- [Exercise task]:
Copy out every one of the entries below word for word, changing nothing.

- [Supplied records]:

>> Start

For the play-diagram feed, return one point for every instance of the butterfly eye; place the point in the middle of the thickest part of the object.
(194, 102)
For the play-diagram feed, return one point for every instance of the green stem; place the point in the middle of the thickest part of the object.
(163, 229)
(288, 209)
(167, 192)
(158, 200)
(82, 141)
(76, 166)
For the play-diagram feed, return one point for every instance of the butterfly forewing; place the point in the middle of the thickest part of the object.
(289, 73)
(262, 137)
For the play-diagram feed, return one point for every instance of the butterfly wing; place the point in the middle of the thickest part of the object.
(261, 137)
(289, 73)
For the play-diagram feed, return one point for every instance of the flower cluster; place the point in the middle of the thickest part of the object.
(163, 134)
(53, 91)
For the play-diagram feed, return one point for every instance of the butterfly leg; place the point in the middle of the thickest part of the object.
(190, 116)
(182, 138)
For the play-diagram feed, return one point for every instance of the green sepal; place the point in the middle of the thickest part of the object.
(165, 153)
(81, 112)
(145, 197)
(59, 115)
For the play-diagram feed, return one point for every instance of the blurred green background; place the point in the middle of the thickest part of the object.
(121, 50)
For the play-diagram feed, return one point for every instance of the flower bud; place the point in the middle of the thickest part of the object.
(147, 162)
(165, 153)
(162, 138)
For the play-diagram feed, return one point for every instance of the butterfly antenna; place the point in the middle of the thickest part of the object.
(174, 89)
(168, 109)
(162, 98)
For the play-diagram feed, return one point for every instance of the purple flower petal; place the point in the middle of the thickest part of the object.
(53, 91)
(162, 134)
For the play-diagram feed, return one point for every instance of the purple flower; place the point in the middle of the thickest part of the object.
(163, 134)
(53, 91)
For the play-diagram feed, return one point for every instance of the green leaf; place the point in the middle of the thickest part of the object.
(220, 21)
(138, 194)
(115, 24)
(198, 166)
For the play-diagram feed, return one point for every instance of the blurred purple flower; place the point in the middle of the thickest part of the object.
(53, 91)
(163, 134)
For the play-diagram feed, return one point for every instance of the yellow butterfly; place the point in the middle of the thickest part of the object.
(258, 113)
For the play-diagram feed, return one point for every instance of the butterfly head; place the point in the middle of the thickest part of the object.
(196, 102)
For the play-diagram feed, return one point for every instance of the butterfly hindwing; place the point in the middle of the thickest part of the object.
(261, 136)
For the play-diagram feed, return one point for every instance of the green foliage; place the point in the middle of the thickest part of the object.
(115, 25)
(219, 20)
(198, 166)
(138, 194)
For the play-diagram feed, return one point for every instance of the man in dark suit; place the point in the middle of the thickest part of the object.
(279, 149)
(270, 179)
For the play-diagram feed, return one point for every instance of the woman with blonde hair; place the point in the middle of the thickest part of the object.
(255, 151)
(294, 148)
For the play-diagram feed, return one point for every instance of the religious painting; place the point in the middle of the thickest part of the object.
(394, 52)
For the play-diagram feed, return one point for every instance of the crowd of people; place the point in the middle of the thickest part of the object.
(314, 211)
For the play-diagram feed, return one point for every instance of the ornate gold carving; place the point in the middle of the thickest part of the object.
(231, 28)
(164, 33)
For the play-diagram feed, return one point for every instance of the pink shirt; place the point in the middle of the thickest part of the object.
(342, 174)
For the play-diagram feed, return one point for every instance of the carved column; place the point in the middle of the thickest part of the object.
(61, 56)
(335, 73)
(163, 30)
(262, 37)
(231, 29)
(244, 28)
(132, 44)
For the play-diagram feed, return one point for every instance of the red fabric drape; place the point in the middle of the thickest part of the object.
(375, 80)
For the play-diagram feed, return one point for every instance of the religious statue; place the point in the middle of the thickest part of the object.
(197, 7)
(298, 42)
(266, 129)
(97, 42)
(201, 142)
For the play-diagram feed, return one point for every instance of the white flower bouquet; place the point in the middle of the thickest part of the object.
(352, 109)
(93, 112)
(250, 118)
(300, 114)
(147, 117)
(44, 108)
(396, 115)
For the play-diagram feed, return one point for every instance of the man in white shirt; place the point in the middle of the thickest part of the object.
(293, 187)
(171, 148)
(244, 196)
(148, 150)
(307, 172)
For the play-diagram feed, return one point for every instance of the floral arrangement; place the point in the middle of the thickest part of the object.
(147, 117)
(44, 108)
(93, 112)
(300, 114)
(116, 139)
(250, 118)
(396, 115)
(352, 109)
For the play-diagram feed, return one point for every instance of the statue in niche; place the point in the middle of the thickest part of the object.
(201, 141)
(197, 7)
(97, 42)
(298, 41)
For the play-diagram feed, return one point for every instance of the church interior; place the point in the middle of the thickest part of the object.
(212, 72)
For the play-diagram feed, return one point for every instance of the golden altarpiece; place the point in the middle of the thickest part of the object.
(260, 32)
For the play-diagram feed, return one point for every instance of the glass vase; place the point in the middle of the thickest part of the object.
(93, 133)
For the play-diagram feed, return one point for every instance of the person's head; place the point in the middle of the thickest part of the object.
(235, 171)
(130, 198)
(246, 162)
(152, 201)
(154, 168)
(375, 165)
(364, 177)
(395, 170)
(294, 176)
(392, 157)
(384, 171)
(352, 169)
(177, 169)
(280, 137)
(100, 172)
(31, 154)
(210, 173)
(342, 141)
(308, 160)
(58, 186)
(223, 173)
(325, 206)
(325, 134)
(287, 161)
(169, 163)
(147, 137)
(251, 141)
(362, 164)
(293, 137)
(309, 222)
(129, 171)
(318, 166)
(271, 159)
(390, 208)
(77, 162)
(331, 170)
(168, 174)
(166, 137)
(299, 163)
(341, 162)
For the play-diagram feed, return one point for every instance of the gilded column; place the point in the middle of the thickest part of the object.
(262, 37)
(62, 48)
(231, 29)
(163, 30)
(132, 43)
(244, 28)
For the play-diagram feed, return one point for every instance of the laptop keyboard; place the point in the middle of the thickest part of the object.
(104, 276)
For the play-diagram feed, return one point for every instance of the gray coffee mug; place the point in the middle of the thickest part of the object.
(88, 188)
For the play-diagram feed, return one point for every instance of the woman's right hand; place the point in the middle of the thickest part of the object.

>> End

- [Answer]:
For the play-diagram feed, return one point for every instance of the butterfly eye; place the point in the middle of the thickest part of the object.
(194, 102)
For the play-diagram feed, return one point for every instance of the green stem; place the point in the middle of the thickest part of the object.
(163, 229)
(288, 209)
(167, 192)
(158, 200)
(82, 141)
(76, 166)
For the play-diagram feed, return one point for every instance of the butterfly forewing; place the point in the middle of the thickest part of the object.
(289, 73)
(262, 137)
For the play-diagram feed, return one point for every instance of the butterfly wing; place the point in the middle of the thickest part of the object.
(261, 137)
(289, 73)
For the play-diagram feed, return one point for every instance of the flower cluster; place the point in the middle of the thickest part of the object.
(163, 134)
(53, 91)
For the play-diagram feed, return one point for every instance of the butterfly leg; place the point in the middle of the thickest part of the object.
(190, 116)
(182, 138)
For the play-diagram feed, return one point for every instance of the green sepal; place the point in the middle of the thickest part of the object.
(165, 153)
(81, 112)
(145, 197)
(59, 115)
For the play-diagram feed, return one point for every instance of the blurred green background; place the point in the middle of the thickest part of the object.
(121, 50)
For the play-diagram feed, return one point for every instance of the flower bud; place the point in the middle of the thickest part of the object.
(147, 162)
(165, 153)
(162, 138)
For the play-diagram feed, return one point for every instance of the butterfly antenna; place the point in the middle of the thickest part of the object.
(174, 89)
(168, 109)
(162, 98)
For the play-diagram feed, return one point for every instance of the purple flower petal; place the point in the middle of the thickest part of the object.
(53, 91)
(162, 134)
For the play-diagram feed, return one point for every instance of the purple flower; place the point in the middle of the thickest part of the object.
(163, 134)
(53, 91)
For the play-diagram feed, return one point for every instance of the green leaf; place the point in the middle of the thickest part of the object.
(220, 21)
(138, 194)
(115, 24)
(198, 166)
For the play-diagram feed, return one point for every instance of the blurred purple flower; place the point in the middle of the thickest part of the object.
(53, 91)
(163, 134)
For the play-diagram feed, return one point for every instance of the yellow butterfly; place the point in the middle of the thickest part of the object.
(258, 113)
For the play-diagram feed, return one point for every instance of the butterfly head; place the point in the middle of the thickest part of the object.
(196, 102)
For the play-diagram feed, return one point for every instance of the butterfly hindwing; place the point in the middle of the thickest part of the object.
(261, 136)
For the play-diagram feed, return one point for every instance of the green foliage; place the point in the middle of the thickest part of the object.
(115, 25)
(219, 20)
(198, 166)
(138, 194)
For the play-diagram feed, return one point for every instance of the man in dark suit; place the point in the middle of the thickest part of the object.
(279, 149)
(270, 179)
For the play-diagram feed, return one point for every instance of the woman with blonde hair; place the point in the middle of the thickest part of the object.
(255, 151)
(294, 148)
For the play-diagram feed, return one point for every instance of the religious painting; place the point in the middle of the thickest part of the object.
(394, 52)
For the play-diagram feed, return one point for every instance of the crowd of people; place the point in the middle of the thickest part of the object.
(314, 211)
For the play-diagram feed, return one point for every instance of the ornate gold carving; place the point in the middle of the thickest part of the object.
(231, 28)
(164, 33)
For the play-diagram feed, return one point for every instance of the pink shirt; place the point in the middle of the thickest part of the object.
(342, 174)
For the play-diagram feed, return one point for every instance of the carved column; place the point in the middle of the thickest part of the object.
(61, 56)
(335, 73)
(163, 30)
(262, 37)
(231, 29)
(244, 28)
(132, 44)
For the play-diagram feed, return one point for every instance of the red fabric drape; place the point in the middle of the thickest part of the object.
(375, 80)
For the play-diagram feed, return one point for every instance of the religious statue; place the point in the middle of the thickest part of the object.
(197, 7)
(298, 42)
(266, 129)
(97, 42)
(201, 142)
For the play-diagram feed, return one point for every instance of the white flower bouquet; place the point in the middle of the thickest part of the object.
(352, 109)
(93, 112)
(250, 118)
(300, 114)
(147, 117)
(44, 108)
(396, 115)
For the play-diagram feed, return one point for every instance of the man in white shirt; place the point in the middle of the thickest part of the object.
(293, 187)
(171, 148)
(244, 196)
(148, 150)
(307, 172)
For the play-diagram feed, return one point for every instance of the floral arrangement; place the point in the middle of the thickest part of the object.
(147, 117)
(44, 108)
(93, 112)
(300, 114)
(116, 139)
(250, 118)
(396, 115)
(352, 109)
For the play-diagram feed, return one point for every instance of the statue in niche; place the point in the middle of the thickest part of the object.
(201, 141)
(197, 7)
(97, 42)
(298, 41)
For the play-diagram feed, return one point for every instance of the church interior; place the point in the middle of the thickest part of the object.
(212, 72)
For the play-diagram feed, return one point for every instance of the golden altarpiece; place the point in the middle of the thickest part of the object.
(260, 32)
For the play-diagram feed, return one point for every instance of the glass vase; place the point in the middle of the thickest part of the object.
(93, 133)
For the play-diagram feed, return one point for every instance of the person's head; place the point in the middle of the thickest part of the object.
(235, 171)
(130, 198)
(246, 162)
(152, 201)
(154, 168)
(375, 165)
(364, 177)
(395, 170)
(294, 176)
(392, 157)
(384, 171)
(352, 169)
(177, 169)
(280, 137)
(100, 172)
(31, 154)
(210, 173)
(342, 141)
(308, 160)
(58, 186)
(223, 173)
(325, 206)
(325, 134)
(287, 161)
(169, 163)
(147, 137)
(251, 141)
(362, 164)
(293, 137)
(309, 222)
(129, 171)
(318, 166)
(271, 159)
(390, 208)
(77, 162)
(331, 170)
(168, 174)
(166, 137)
(299, 163)
(341, 162)
For the play-diagram feed, return one point for every instance of the gilded column; place the point in the middle of the thickest part of the object.
(262, 37)
(62, 48)
(231, 29)
(163, 30)
(132, 43)
(244, 28)
For the play-diagram feed, return one point for every instance of the laptop keyboard; place the point in the middle of the thickest part of the object.
(104, 276)
For the play-diagram feed, return one point for every instance of the gray coffee mug; place the point in the middle of the thickest part of the object.
(88, 188)
For the play-diagram feed, return one point for every instance of the woman's right hand; place the point in the middle of the thickest part of the object.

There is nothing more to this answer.